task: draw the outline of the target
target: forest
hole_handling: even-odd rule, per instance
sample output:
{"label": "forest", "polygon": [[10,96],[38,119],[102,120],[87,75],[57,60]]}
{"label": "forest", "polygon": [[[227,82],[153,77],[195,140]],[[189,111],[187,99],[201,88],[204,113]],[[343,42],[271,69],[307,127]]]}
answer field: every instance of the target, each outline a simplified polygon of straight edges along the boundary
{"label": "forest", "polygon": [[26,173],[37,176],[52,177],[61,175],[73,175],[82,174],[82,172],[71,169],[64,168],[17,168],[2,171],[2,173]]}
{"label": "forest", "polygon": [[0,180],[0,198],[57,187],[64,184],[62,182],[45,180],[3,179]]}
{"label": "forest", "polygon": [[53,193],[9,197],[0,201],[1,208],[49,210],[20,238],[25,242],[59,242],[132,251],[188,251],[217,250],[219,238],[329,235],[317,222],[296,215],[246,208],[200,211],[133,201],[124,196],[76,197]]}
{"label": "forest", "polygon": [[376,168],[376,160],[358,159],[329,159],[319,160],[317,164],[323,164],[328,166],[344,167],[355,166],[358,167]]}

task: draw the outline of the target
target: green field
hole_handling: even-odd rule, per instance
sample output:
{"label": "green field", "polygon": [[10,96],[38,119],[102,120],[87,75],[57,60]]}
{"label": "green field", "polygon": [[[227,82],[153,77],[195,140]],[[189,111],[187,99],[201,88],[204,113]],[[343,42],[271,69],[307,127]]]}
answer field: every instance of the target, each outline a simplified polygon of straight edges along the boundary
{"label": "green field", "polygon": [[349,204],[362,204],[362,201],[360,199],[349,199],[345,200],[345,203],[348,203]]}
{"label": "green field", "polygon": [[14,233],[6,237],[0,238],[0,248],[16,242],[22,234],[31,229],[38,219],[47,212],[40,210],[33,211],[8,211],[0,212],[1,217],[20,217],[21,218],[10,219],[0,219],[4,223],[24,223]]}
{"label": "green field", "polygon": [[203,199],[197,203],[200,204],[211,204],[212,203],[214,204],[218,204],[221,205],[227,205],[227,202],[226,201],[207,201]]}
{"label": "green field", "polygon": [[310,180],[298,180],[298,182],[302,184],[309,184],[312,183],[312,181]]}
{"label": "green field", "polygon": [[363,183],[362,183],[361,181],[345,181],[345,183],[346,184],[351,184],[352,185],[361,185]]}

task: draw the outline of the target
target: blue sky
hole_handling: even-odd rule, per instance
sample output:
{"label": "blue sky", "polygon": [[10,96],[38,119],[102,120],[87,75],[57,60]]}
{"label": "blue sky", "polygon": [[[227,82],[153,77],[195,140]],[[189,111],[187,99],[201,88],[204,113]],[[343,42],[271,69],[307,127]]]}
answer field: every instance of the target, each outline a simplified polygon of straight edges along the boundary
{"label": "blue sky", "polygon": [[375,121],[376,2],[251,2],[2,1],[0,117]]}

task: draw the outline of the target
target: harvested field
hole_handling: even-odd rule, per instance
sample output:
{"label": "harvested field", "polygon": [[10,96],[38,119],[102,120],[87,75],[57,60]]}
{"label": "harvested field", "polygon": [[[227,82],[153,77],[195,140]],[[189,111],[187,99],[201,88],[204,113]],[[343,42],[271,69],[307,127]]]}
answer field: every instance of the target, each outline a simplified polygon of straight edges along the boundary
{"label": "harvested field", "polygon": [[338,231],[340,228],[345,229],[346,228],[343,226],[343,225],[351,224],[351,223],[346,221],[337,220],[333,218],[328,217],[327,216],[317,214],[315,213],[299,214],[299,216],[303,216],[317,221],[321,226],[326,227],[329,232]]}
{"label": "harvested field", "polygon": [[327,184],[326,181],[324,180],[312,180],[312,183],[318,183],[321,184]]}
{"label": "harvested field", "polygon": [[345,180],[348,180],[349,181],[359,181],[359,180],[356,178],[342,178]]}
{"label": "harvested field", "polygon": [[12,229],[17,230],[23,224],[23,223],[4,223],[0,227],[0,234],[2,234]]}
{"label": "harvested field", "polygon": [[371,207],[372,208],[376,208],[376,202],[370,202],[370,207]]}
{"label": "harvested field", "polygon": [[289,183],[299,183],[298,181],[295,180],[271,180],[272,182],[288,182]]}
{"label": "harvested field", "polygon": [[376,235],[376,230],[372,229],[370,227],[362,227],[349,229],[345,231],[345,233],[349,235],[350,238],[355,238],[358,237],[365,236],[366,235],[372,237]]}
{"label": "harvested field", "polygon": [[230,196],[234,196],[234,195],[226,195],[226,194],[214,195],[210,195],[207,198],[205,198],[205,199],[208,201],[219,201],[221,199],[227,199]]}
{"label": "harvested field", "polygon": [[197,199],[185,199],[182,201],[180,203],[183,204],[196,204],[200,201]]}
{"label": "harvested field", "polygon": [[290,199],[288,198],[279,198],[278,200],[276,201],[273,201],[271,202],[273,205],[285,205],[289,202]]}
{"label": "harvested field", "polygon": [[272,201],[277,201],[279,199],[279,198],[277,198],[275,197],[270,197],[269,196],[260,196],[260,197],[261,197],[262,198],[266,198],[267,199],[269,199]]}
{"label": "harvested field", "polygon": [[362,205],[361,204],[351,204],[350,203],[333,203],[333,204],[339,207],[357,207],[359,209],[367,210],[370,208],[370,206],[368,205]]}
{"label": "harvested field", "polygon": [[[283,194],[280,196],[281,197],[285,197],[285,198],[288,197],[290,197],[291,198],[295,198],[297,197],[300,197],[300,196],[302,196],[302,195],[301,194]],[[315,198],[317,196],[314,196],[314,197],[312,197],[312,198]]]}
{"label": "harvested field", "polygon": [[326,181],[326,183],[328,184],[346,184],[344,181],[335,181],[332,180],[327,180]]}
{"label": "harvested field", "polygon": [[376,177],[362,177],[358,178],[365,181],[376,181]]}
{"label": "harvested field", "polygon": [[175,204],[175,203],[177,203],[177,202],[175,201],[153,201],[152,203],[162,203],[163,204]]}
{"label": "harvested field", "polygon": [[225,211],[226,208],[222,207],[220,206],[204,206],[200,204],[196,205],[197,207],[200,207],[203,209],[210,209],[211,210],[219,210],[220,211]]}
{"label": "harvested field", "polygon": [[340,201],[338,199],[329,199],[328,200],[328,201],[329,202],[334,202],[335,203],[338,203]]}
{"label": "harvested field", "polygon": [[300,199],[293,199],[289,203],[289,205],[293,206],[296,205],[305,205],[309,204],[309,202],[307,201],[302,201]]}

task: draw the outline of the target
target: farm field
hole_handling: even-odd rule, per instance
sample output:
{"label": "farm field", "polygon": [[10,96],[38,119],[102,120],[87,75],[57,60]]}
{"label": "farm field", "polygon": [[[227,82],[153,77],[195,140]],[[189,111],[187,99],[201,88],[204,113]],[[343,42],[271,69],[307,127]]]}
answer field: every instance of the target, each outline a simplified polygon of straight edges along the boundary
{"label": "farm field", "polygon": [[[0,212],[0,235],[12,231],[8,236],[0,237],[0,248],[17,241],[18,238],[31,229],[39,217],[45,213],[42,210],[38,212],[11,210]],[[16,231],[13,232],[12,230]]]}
..............................
:: INSTRUCTION ::
How many of the lines above contain the word "forest"? Reply with the number alone.

:: WRITTEN ANSWER ::
7